*Task description:* For each line of the listing that holds "below", show the full line.
Records for the task section start
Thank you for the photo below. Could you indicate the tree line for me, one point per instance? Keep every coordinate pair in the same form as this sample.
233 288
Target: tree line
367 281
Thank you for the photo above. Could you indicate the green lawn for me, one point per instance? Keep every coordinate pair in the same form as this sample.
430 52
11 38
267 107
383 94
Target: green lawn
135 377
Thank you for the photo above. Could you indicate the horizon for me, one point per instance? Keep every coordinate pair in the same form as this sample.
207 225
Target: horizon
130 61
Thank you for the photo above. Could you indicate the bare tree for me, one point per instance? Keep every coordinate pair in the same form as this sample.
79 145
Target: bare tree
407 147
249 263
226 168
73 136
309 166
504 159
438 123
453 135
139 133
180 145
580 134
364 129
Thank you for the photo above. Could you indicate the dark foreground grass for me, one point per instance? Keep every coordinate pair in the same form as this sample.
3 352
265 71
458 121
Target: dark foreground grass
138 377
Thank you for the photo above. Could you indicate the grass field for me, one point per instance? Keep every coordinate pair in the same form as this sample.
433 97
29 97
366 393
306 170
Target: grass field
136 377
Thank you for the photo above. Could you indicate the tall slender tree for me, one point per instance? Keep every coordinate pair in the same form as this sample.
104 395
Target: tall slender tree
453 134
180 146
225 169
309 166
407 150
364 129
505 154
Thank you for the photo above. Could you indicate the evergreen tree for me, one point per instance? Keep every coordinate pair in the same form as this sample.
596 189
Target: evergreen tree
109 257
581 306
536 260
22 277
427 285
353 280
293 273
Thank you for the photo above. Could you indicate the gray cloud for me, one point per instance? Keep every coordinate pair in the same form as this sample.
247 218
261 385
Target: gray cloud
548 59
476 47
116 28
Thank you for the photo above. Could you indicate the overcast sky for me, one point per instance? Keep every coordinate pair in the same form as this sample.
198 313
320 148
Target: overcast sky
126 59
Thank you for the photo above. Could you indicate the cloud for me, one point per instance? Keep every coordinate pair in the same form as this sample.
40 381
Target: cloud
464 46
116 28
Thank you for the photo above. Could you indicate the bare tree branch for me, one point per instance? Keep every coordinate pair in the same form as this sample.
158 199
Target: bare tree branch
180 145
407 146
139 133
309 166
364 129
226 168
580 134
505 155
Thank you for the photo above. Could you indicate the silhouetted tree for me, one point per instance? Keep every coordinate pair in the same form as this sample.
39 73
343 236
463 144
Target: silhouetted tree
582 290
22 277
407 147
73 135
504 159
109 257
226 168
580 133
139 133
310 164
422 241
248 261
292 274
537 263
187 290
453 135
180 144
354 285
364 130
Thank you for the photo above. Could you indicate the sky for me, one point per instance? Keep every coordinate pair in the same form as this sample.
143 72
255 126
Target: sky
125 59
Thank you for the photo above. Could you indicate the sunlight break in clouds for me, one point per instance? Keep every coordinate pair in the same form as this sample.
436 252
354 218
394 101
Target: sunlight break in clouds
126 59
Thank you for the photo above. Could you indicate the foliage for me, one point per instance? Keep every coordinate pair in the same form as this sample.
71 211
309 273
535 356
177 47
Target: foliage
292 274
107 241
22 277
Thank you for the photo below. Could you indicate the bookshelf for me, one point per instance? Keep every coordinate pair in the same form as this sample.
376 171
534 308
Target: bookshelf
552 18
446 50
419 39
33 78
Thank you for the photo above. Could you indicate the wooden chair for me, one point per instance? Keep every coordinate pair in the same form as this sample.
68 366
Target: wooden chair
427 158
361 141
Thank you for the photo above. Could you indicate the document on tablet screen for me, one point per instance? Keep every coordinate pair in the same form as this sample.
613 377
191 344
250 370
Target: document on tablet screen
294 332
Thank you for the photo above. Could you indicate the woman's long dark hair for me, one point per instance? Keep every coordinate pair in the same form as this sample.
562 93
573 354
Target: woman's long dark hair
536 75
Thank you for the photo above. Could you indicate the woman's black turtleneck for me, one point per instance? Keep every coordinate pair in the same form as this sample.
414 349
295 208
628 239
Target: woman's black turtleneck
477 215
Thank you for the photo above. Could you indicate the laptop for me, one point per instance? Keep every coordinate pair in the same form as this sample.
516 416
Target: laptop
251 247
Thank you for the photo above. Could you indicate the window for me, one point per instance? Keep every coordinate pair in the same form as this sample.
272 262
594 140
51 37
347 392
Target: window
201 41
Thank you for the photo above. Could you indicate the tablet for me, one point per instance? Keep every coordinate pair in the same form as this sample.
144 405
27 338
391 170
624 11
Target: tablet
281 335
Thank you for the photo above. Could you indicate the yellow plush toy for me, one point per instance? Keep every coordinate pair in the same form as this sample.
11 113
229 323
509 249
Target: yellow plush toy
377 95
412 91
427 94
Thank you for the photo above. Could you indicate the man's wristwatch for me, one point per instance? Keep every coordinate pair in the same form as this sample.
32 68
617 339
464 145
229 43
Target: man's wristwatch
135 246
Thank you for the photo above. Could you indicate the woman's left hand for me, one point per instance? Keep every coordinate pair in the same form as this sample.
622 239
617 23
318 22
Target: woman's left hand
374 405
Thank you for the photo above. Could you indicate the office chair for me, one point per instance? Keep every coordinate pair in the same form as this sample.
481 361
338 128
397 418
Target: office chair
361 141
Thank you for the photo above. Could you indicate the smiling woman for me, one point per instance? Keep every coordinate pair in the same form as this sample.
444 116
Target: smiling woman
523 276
Records for the task section end
Records for the task section start
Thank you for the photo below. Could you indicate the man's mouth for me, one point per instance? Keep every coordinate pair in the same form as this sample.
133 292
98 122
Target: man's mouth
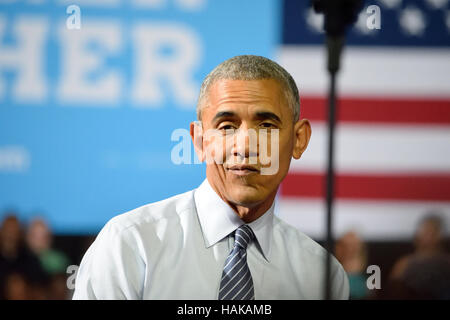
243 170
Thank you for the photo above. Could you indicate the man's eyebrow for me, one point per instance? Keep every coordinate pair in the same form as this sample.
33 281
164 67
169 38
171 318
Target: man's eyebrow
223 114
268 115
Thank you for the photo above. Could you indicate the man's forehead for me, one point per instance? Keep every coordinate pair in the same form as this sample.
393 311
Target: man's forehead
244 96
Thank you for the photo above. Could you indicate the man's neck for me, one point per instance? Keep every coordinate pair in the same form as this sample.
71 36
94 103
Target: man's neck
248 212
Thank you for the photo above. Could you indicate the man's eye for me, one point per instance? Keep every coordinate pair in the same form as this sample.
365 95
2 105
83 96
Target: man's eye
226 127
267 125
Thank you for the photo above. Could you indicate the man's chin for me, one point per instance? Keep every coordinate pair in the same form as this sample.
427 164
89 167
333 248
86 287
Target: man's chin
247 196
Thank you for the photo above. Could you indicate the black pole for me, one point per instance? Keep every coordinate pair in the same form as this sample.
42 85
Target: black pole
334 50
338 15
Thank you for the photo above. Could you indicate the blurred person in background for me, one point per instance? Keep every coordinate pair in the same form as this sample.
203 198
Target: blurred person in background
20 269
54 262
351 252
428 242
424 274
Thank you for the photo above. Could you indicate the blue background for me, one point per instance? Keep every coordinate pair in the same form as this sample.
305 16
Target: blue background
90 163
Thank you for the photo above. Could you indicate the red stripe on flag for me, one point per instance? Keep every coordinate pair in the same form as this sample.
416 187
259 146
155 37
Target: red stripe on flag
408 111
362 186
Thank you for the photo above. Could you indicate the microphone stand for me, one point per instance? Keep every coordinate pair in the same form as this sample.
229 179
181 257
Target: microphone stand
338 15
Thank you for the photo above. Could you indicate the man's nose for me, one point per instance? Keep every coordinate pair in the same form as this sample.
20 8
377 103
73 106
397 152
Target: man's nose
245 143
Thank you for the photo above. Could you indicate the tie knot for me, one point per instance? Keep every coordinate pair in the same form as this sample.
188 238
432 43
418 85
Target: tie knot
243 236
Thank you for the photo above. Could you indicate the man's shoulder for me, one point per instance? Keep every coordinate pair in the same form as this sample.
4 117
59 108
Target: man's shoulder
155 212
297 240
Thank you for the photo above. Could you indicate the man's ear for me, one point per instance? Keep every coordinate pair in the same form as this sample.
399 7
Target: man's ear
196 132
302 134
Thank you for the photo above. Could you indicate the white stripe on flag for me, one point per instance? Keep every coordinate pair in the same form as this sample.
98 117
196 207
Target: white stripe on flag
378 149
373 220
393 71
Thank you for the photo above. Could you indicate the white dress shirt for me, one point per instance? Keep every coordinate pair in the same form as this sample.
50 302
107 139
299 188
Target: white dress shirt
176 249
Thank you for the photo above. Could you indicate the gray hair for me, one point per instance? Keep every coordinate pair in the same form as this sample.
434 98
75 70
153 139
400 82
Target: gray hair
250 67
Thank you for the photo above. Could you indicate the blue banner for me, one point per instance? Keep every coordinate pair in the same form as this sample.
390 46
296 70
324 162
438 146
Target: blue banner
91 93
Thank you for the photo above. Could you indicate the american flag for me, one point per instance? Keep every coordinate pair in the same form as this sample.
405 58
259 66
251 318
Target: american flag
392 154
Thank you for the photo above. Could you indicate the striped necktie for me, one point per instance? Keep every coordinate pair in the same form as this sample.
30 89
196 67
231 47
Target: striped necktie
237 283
Records for the task section end
Records for the task section start
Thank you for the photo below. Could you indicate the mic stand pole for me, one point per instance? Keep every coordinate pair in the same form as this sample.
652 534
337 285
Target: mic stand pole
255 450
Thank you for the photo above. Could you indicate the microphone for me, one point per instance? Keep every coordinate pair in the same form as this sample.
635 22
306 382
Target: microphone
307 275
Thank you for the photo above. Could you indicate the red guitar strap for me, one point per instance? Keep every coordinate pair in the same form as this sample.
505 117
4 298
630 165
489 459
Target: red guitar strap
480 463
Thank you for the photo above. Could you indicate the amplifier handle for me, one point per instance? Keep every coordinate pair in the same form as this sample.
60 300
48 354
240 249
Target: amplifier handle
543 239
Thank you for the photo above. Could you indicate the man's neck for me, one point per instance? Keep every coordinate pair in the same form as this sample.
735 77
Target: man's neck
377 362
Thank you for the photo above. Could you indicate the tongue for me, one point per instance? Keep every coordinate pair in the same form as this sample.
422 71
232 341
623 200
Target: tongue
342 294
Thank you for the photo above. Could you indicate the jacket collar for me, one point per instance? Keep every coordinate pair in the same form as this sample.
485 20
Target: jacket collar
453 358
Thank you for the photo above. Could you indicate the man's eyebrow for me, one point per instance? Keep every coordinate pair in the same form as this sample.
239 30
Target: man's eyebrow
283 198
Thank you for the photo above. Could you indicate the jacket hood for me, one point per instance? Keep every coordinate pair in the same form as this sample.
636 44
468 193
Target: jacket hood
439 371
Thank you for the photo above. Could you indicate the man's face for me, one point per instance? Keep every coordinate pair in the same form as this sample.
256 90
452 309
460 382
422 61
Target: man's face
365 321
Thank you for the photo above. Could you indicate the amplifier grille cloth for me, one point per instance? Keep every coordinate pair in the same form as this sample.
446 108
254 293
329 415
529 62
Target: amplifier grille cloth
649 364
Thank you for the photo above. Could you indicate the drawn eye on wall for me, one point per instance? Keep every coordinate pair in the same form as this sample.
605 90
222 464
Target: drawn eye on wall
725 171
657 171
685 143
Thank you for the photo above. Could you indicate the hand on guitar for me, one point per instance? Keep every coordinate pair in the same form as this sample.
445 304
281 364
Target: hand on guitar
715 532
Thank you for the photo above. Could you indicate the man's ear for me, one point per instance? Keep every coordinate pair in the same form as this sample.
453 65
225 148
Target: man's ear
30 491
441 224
Records for the task section end
*Answer section:*
Thank you for the photo below. Could you indicate the tree line for me, one point per instance? Keep every coordinate pair in the same form as this sample.
Thank you for the photo below. Could you indicate the bookshelf for me, one point per instance? Keep every coordinate pair in the same form as this sample.
Thank you for the photo below. Could you indicate the man's mouth for me, one point per instance? Keep every coordinate pair in the same form as this sample.
Thank you for the photo below. Could you indicate the mic stand pole for me, one point per instance? Keep every coordinate pair in the same form as this sample.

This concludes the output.